(Image location labeling entries)
--

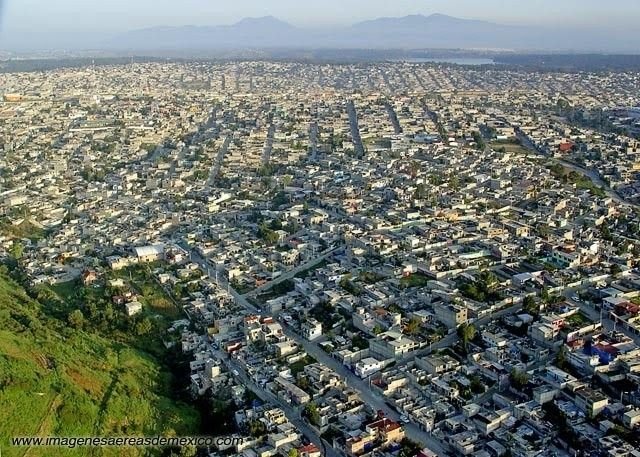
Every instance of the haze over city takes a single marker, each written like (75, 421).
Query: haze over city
(334, 229)
(77, 24)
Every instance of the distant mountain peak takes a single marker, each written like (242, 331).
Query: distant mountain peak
(264, 21)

--

EXERCISE BRIEF: The listing above must be printed again exactly, minus its pictures.

EXERCISE RESULT:
Every instance of the haze over city takes a single marker, each written like (75, 421).
Query: haze over city
(334, 229)
(77, 24)
Every instance of the distant mountain peak takes a single marker, each written like (242, 331).
Query: distant mountain peak
(264, 21)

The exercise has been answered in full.